Forgotten New York

86th, 1965

I set my H.G. Wells model time machine for 1965, not too long ago this time, and so was not overly dizzy from whizzing through the years. After awhile you get used to it–believe me, when you have to get to the Mesozoic you’re in the seat for awhile and it can get pretty hairy. Anyway, I stepped out of the machine (which is invisible, by the way, so no one noticed it) at the SE corner of 5th Avenue and 86th Street in my ancestral home of Bay Ridge. 

It was Christmas time and red and green wreaths holding bell-shaped sconces over incandescent bulbs lit the sidewalks. A phone booth was still standing on the corner, and a Chock Full o’Nuts sits where a Verizon mobile phone store is found today. Behind me is the 68th Police Precinct, which was replaced by an ugly parking garage, and behind that is the RKO Dyker movie theatre, which in a future age would house Modells Sporting Goods.

Looking down the street we see a GM “fishbowl” bus, first used in 1960, and behind it you can recognize a Bond bread truck. The red and gold sign is not a Woolworth’s; the local 5 and dime is to my left, on the opposite corner. The Century 21 complex is still a few years away. Instead, the local hardware store, Birnbaum’s, has a rear connection to what was merely called Century Stores. 

86th Street is lit by double-masted octagonal lampposts with Westinghouse AK-10 “cuplights.” These survived the overall purge of the early 60s and were outfitted with green-white mercury bulbs. Nonetheless they would succumb in a couple of years to GE M400s and Westinghouse OV-25s, which dominated NYC at this time.

____________________

> **TASK SET**:
- a) Answer these questions about the 86th Street, 1965 piece:
(i) What business occupies the spot where the Chock Full o'Nuts stood?
(ii) In what year was the GM "fishbowl" bus first used?
(iii) What kind of bulbs were the Westinghouse AK-10 "cuplights" outfitted with?
- b) Can you write a continuation of the 86th Street, 1965 piece, picking up after its last sentence?
You won't need the listing for any of this.

> **RECORDED DATA**:
____________________

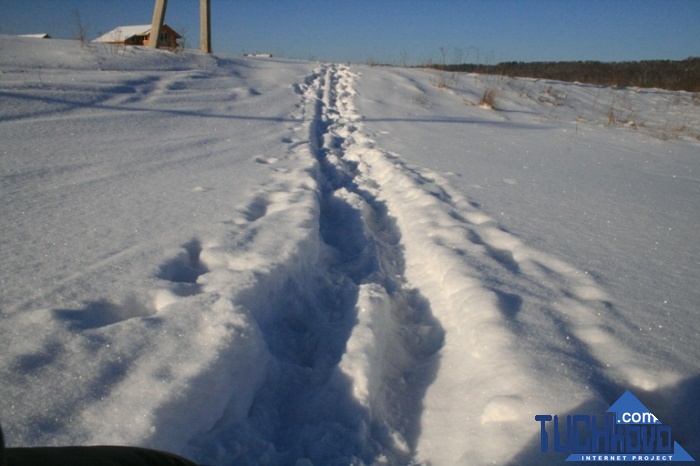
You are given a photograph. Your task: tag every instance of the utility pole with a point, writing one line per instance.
(157, 23)
(205, 26)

____________________

> **REPLIES**:
- a)
(i) A Verizon mobile phone store
(ii) 1960
(iii) Green-white mercury bulbs

- b)
A pair of nuns, probably Notre Dame School sisters, who taught school and maintained order by the ruler at St. Anselm’s School on 4th Avenue and 83rd Street, have avoided getting run over by Divine Providence.

 

Ah, there’s the local F. W. Woolworth, looking south on 5th Avenue toward the newly minted Verrazano-Narrows Bridge. The Woolworth Luncheonette offered a variety of sandwiches and fried treats for less than a dollar. A collection of classic cars can be seen from here. Women wore dresses and high heels to go shopping in this era.

The kid crossing the street carrying grocery bags? That’s me, and to avoid a major space-time calamity — which would happen if I met myself–I was forced to quickly get back in the time machine and set the controls for 2018 again. Sometimes this time traveling can be a pain in the rear.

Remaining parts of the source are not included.